_PROVIDED TEXT:_
# Shipping goods to Montreal whilst on IEC Visa



## JimJams (Jan 11, 2010)

Hey guys

I'm over in Montreal, Quebec on an IEC visa. Initial entry was May 2012, went back to UK and came back end Sept 2012.

I would like to get some clothes and ski gear shipped over, so probably 1-2 boxes, max 20-25kg. It's all my own personal stuff and all used/second hand. Question is, is this going to cause issues at customs and will I be charged import duties? If so how will this be calculated?

I did a bit of research before and found a company to ship from London to Montreal for about £200 for 25kg a box, but will need to look it up again. That's actually cheaper than buying the stuff out here so makes sense to me...

If anyone has any recommendations on shipping companies then please let me know.

thanks


----------



## JimJams (Jan 11, 2010)

Looks like Seven Seas is quite cheap, £130 for one 30kg box, £200 for box+snowboard. Takes about 6 weeks to arrive though, but not a problem.

Anyone know if I will have any issue at customs and will have to pay any import charges?

thanks


----------



## JimJams (Jan 11, 2010)

Does anyone know the situation with customs? Will I be charged for shipping across my second hand goods? If so, how much is it likely to be - is it based on estimate of cost of your used good?

If i'm going to get it sent then I want to do it this week.

Thanks


----------

_Dataset records:_
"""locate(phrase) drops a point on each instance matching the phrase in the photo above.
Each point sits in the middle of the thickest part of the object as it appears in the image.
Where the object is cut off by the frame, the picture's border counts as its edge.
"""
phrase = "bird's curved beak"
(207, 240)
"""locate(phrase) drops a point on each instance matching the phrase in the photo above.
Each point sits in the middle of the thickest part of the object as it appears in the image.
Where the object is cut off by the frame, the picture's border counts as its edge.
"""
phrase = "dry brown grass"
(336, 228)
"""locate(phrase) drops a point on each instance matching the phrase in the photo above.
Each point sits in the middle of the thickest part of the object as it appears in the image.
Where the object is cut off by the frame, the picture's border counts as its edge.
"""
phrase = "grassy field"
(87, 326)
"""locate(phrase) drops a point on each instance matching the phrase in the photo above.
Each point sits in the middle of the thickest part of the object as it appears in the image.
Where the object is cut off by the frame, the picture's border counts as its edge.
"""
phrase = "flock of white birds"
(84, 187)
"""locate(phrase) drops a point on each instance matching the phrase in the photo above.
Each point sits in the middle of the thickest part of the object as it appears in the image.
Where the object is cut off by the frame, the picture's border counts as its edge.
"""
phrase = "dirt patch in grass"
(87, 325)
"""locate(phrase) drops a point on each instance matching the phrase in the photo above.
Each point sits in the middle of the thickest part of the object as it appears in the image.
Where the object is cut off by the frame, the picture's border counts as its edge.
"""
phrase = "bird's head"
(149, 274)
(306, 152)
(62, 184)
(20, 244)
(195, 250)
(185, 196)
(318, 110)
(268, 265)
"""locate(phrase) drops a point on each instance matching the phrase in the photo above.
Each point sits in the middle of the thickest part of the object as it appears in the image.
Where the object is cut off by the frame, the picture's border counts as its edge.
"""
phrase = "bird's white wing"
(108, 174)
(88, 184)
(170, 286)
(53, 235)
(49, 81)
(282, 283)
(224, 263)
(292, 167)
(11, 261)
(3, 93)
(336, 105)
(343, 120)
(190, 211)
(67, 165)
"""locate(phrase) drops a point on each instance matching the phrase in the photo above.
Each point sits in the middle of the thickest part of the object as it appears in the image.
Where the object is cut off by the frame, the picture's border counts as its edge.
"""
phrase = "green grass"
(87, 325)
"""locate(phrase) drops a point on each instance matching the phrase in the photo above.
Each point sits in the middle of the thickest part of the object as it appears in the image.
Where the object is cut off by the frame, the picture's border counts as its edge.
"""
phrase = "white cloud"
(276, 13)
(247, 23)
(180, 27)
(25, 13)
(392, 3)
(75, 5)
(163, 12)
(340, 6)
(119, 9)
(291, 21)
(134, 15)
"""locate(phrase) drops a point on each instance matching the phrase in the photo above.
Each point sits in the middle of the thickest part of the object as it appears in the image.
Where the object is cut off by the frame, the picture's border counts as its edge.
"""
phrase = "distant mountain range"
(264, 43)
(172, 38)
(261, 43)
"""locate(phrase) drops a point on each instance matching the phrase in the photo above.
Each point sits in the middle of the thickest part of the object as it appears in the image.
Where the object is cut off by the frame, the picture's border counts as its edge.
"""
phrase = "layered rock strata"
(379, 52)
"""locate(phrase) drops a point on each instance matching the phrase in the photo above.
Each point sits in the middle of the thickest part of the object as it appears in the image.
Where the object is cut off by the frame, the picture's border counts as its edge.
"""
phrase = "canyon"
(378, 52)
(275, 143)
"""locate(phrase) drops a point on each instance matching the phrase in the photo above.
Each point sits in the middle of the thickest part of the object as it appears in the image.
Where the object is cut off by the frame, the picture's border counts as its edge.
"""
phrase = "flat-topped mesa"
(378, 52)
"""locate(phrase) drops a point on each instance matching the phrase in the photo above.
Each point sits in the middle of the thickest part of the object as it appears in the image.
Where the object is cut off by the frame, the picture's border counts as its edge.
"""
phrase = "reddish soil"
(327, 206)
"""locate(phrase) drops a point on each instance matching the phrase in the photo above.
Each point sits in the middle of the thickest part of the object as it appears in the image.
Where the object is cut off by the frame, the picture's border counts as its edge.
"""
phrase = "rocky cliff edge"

_REQUIREMENTS:_
1) In the forum thread, what price is given for sending one 30kg box with Seven Seas?
2) Extract every line of the records that contains the string "white". Case matters.
The forum thread and the records come from separate, unrelated sources.

_TASK RESULTS:_
1) £130

2)
phrase = "flock of white birds"
phrase = "bird's white wing"
phrase = "white cloud"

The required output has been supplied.